Named-object pointing data
----

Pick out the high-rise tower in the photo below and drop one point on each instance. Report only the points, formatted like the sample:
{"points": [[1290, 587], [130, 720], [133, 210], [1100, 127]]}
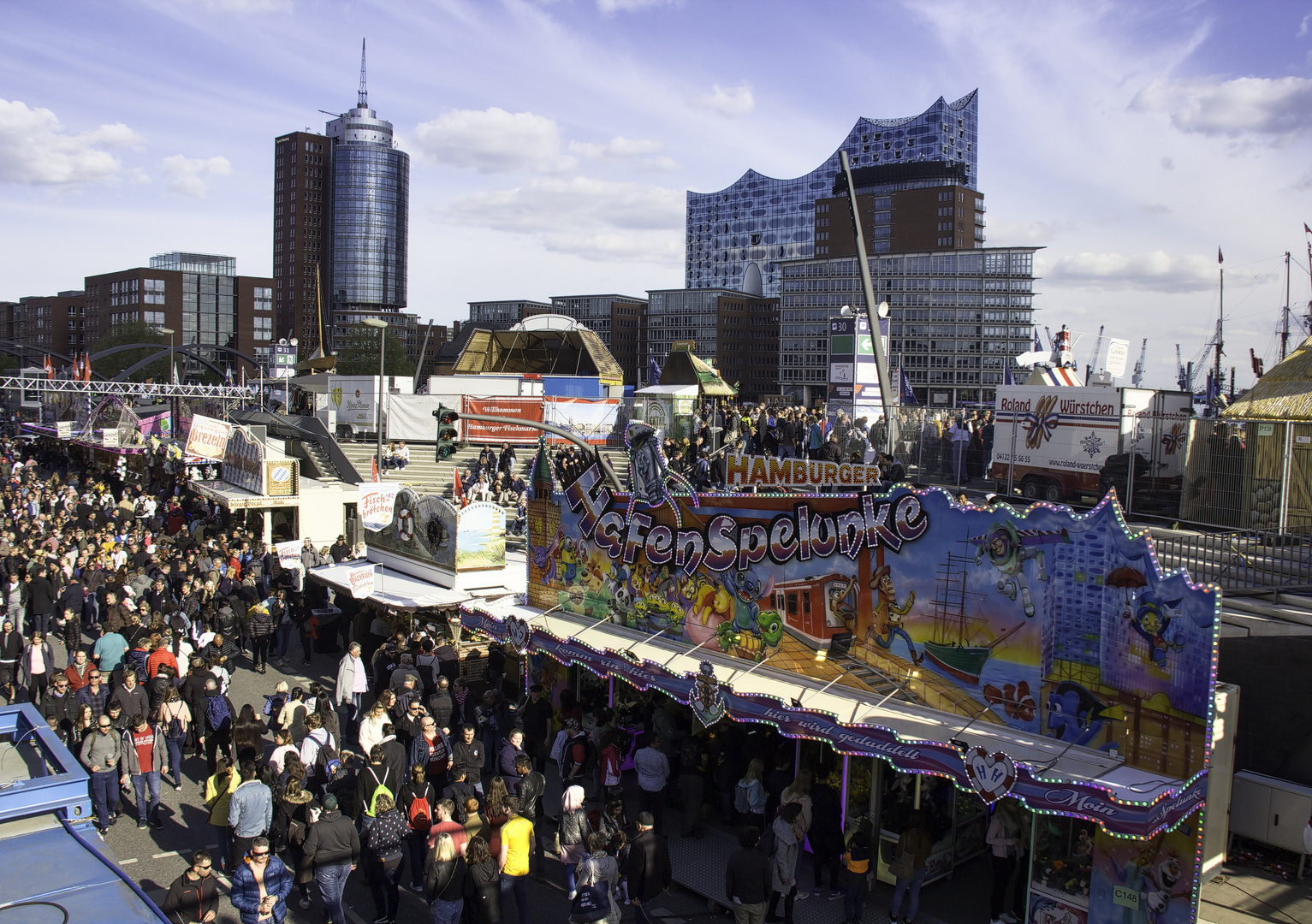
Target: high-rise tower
{"points": [[368, 238], [340, 226]]}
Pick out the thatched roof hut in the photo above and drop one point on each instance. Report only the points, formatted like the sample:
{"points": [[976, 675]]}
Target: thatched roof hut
{"points": [[1284, 394]]}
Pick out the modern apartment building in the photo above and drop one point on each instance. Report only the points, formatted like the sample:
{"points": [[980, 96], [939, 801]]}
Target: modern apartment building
{"points": [[903, 207], [618, 320], [300, 207], [41, 324], [341, 226], [738, 238], [955, 319], [735, 330], [199, 296], [508, 312]]}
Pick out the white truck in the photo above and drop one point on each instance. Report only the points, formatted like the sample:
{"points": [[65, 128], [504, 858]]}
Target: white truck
{"points": [[1070, 442]]}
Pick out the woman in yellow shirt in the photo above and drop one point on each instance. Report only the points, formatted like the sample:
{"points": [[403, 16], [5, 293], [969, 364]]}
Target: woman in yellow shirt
{"points": [[218, 791]]}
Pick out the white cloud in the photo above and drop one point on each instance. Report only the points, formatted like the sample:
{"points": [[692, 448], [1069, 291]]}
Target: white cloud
{"points": [[187, 176], [1025, 232], [596, 219], [494, 140], [612, 7], [617, 148], [1231, 108], [733, 101], [1152, 271], [34, 148]]}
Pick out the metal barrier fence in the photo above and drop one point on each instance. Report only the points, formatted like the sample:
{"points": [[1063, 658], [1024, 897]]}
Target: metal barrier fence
{"points": [[1257, 560]]}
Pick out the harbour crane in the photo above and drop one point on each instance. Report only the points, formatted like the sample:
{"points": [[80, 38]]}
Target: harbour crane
{"points": [[1137, 376], [1097, 349]]}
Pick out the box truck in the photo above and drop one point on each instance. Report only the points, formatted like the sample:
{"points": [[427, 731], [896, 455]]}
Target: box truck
{"points": [[1066, 443]]}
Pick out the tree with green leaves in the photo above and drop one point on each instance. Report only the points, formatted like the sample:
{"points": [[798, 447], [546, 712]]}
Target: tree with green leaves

----

**PROBLEM TO WORK ON**: Lay out the lines from the line containing "Pick out the tree" through the end of the data as a Markdown table with the columns Row and Line, skipping any blank lines.

**RESPONSE BELOW**:
| Row | Line |
|---|---|
| 1 | Pick out the tree with green leaves in the photo above and drop one point on each instance. Report only the points, formatted like the sample: |
| 2 | {"points": [[798, 447], [546, 712]]} |
| 3 | Target: tree with green leaves |